提示文 ->
五十嵐先生にお話を伺う連載企画も今回が最終回。
今回はママ・パパたちの素朴な疑問に答えていただきます!
「デジタル教育よりも大事なのは家庭教育!」天才プログラマーがママ・パパの疑問に答えます!
15,358 View「プログラミングって習わせたほうがいいの?」「スマホやタブレットって、子どもに見せてもいいの?」
IT研究の専門家であり、自身も3人のお子さんのママである五十嵐悠紀(いがらし・ゆき)先生がママ・パパの疑問に答えてくださいました。
「デジタル教育」が注目される今。ママ・パパの素朴な疑問を専門家に聞いてみた!
疑問①:「英語」や「プログラミング」ってやっぱり習った方が良いの?
——デジタルの専門家である五十嵐先生にお伺いしたいのですが、やっぱり「プログラミング」は習っておいた方が良いのでしょうか?
必ずしも「スキル」を身につけるためだけの習い事は重要とは言えません。
プログラミングには、「この言語でこのプログラムが組める」「アプリがつくれる」といった楽しさもあるんですが、大切なのはそういった経験を通して「好奇心」や「興味」を育むことです。
——「好奇心」や「興味」ですか。
昔は知識が豊富で何でも知っている人がすごい、と思われた時代もあったんですが、今は検索すれば知識は一瞬でわかりますよね。
大切なのはその知識を使ってどう展開していくか、どういうことを自分が考えるか、といった力だと言われています。
その力をつけるには習い事だけをすれば良いということではなく、そこにプラスして親子の接し方も大きく影響すると思います。
——「習い事をすれば大丈夫」ということではなく、家での関わり方でも工夫できるんですね。
疑問②:スマホやタブレットは何歳から見せてもいいの?
——出かけ先などで子どもが騒がないようにタブレットで動画を見せることが多くて…。これってダメなんでしょうか?
幼少期の子どもがデジタルに触れることについては、専門家の見解の分かれるところです。

記録データ ->

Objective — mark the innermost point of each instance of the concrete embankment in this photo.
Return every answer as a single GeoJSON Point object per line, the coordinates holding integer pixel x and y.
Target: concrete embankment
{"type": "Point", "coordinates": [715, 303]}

問題 ->
• a. 提示文の内容を二文で要約しなさい。
• b. 提示文について、次の問いに答えなさい。
(i) 五十嵐悠紀先生には何人の子どもがいるか。
(ii) 昔は、どのような人がすごいと思われた時代もあったか。
(iii) 幼少期の子どもがデジタルに触れることについて、専門家の見解はどうなっているか。
• c. 提示文の「五十嵐先生にお話を伺う連載企画も今回が最終回。」から「必ずしも「スキル」を身につけるためだけの習い事は重要とは言えません。」までを、終わりの語句も含めてそのまま出力しなさい。

各問の解答 ->
• a. 五十嵐悠紀先生は、スキルを身につけるためだけの習い事は必ずしも重要とは言えず、プログラミングなどの経験を通して「好奇心」や「興味」を育むことが大切だと述べている。検索すれば知識が一瞬でわかる今は、その知識をどう展開し自分が何を考えるかという力が大切であり、その力には習い事に加えて親子の接し方も大きく影響するという。

• b.
(i) 3人。
(ii) 知識が豊富で何でも知っている人。
(iii) 見解が分かれている。

• c.
五十嵐先生にお話を伺う連載企画も今回が最終回。
今回はママ・パパたちの素朴な疑問に答えていただきます!
「デジタル教育よりも大事なのは家庭教育!」天才プログラマーがママ・パパの疑問に答えます!
15,358 View「プログラミングって習わせたほうがいいの?」「スマホやタブレットって、子どもに見せてもいいの?」
IT研究の専門家であり、自身も3人のお子さんのママである五十嵐悠紀(いがらし・ゆき)先生がママ・パパの疑問に答えてくださいました。
「デジタル教育」が注目される今。ママ・パパの素朴な疑問を専門家に聞いてみた!
疑問①:「英語」や「プログラミング」ってやっぱり習った方が良いの?
——デジタルの専門家である五十嵐先生にお伺いしたいのですが、やっぱり「プログラミング」は習っておいた方が良いのでしょうか?
必ずしも「スキル」を身につけるためだけの習い事は重要とは言えません。